> Exercise A
In the yeast article below, retype the part starting with "Citation: (2004) Yeast" and going on through "is properly cited.".
> Exercise B
Answer these questions from the yeast article below.
(i) On what date was the article published?
(ii) At which university are Peter Walter and his colleagues?
(iii) What happens to cells if the unfolded protein response cannot be turned on when needed?
> Exercise C
Decide whether each statement agrees with the yeast article below. Answer yes or no, and quote the words from the article that decide it.
(i) The article is distributed under the Creative Commons Attribution License.
(ii) Earlier research suggested that the yeast response to unfolded protein buildup is graded rather than binary.
(iii) The system for adjusting protein manufacturing capacity is found only in yeast.

> Quoted passage

Citation: (2004) Yeast Use Dual Gain Controls to Amplify Protein Processing. PLoS Biol 2(8): e269. doi:10.1371/journal.pbio.0020269
Published: August 17, 2004
Copyright: © 2004 Public Library of Science. This is an open-access article distributed under the terms of the Creative Commons Attribution License, which permits unrestricted use, distribution, and reproduction in any medium, provided the original work is properly cited.
Machinery within the endoplasmic reticulum (ER) of eukaryotic cells modifies, folds, and assembles proteins as needed to suit their functions at or past the cell membrane. When this system is hampered or overtaxed, a buildup of unfolded or misfolded proteins within the ER triggers the “unfolded protein response,” which alerts the nucleus to boost production of protein-processing machinery that helps proteins fold. This system for adjusting manufacturing capacity is similar in organisms from yeast to human. If the unfolded protein response cannot be turned on when needed, cells die. Prior study suggested that, in yeast cells, the response to unfolded protein buildup is binary: either off or on. In this month's PLoS Biology, biochemist Peter Walter and his colleagues from the University of California at San Francisco demonstrate two new signaling mechanisms that appear to give the yeast unfolded protein response the means for amplitude adjustment.

[Stored records]
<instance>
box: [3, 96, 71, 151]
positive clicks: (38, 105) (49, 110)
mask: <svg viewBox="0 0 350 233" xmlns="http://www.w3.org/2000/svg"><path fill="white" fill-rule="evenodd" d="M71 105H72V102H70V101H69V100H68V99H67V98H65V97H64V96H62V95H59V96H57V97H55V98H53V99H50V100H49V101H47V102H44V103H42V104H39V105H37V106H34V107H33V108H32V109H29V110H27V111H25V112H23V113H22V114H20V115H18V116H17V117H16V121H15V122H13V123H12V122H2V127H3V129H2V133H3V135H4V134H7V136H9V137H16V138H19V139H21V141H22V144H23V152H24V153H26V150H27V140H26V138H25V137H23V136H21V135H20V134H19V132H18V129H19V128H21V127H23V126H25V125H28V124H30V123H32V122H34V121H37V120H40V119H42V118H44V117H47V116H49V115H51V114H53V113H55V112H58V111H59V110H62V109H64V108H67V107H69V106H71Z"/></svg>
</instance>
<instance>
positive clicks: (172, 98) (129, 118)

> Written answer A
Citation: (2004) Yeast Use Dual Gain Controls to Amplify Protein Processing. PLoS Biol 2(8): e269. doi:10.1371/journal.pbio.0020269
Published: August 17, 2004
Copyright: © 2004 Public Library of Science. This is an open-access article distributed under the terms of the Creative Commons Attribution License, which permits unrestricted use, distribution, and reproduction in any medium, provided the original work is properly cited.

> Written answer B
(i) August 17, 2004.
(ii) The University of California at San Francisco.
(iii) The cells die.

> Written answer C
(i) Yes: "This is an open-access article distributed under the terms of the Creative Commons Attribution License"
(ii) No: "Prior study suggested that, in yeast cells, the response to unfolded protein buildup is binary: either off or on."
(iii) No: "This system for adjusting manufacturing capacity is similar in organisms from yeast to human."